### [Problem description]
Please count the lines in the records below that contain the word "pier", treating uppercase and lowercase as different, and reply with the number alone.

### [Data to use]
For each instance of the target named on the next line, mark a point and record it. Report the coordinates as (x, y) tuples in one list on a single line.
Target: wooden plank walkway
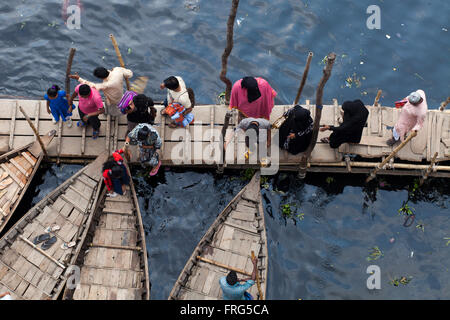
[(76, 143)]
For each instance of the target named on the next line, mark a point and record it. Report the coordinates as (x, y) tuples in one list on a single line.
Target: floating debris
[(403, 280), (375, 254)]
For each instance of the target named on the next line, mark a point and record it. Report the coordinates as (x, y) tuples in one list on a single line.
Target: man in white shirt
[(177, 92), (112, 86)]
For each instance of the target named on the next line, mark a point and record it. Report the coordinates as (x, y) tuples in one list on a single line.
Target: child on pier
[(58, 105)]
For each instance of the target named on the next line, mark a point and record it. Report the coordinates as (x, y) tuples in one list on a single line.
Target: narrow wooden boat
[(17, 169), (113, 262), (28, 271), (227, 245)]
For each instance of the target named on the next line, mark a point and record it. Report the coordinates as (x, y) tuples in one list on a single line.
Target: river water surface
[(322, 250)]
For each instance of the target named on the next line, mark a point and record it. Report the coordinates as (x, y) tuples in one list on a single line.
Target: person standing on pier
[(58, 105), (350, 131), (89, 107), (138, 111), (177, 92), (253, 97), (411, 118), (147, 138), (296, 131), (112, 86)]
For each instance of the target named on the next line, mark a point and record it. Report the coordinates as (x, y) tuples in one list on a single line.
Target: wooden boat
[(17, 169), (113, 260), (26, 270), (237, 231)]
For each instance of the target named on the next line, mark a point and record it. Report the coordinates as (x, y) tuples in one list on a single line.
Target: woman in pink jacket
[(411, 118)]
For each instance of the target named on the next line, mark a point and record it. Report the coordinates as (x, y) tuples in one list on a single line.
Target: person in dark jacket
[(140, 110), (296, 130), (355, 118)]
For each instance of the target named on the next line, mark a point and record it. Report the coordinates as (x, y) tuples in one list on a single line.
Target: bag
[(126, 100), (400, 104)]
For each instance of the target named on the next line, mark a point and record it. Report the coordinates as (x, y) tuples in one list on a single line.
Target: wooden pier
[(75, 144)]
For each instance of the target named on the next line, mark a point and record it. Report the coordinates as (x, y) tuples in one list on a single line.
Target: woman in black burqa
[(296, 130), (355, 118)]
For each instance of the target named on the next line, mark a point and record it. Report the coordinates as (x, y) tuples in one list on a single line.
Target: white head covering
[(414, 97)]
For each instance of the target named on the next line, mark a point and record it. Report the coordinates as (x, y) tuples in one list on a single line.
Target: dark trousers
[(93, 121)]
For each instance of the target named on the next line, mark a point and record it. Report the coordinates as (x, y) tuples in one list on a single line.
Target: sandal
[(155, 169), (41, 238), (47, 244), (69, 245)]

==

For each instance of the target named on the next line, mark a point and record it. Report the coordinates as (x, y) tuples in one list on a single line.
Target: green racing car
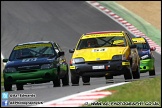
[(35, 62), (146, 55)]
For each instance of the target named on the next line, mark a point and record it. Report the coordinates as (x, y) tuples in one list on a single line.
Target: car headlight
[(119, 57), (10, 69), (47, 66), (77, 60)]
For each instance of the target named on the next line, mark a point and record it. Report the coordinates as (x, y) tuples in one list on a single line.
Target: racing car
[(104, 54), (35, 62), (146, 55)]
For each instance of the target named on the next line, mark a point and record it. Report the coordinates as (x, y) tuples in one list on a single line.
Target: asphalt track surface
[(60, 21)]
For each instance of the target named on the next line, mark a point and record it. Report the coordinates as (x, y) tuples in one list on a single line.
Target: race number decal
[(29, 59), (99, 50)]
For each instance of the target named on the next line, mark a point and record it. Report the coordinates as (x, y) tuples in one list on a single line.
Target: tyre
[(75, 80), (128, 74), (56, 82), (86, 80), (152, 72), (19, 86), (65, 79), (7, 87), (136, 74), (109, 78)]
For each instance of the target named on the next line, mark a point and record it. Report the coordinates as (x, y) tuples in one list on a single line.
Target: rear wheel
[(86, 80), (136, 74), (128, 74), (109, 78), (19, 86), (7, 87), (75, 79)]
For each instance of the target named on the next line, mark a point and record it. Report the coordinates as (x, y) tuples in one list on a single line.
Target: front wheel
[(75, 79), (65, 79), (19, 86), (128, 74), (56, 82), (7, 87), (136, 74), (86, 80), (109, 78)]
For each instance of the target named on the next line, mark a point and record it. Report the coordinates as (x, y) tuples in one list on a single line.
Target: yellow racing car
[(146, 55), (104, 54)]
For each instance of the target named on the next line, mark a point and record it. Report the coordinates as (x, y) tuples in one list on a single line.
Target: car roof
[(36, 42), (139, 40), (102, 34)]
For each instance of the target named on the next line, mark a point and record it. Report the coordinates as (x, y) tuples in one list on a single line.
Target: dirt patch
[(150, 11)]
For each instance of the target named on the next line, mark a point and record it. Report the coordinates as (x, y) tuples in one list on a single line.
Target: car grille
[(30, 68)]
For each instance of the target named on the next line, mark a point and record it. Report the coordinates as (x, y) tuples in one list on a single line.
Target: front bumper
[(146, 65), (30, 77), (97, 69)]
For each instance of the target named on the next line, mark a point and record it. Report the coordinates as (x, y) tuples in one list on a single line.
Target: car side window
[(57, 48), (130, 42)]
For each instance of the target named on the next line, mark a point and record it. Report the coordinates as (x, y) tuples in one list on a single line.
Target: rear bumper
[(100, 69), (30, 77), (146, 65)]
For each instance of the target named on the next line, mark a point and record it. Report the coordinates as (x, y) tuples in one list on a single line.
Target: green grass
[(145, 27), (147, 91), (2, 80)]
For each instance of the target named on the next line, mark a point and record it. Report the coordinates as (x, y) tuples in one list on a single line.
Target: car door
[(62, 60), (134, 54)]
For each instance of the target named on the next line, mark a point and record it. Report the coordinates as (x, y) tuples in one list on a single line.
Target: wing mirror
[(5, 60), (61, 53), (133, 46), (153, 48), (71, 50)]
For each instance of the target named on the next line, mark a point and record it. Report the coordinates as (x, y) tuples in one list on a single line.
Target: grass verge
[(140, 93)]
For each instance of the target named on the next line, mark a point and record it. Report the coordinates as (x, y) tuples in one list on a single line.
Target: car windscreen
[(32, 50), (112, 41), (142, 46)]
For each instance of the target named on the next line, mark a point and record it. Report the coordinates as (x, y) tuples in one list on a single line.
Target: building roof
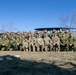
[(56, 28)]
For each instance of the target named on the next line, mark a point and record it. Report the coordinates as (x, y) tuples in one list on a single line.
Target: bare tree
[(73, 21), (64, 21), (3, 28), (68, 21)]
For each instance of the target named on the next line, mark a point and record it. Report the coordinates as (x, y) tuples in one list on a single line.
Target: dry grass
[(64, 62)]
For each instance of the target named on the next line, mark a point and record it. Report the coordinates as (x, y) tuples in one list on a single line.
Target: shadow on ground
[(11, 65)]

### [The response]
3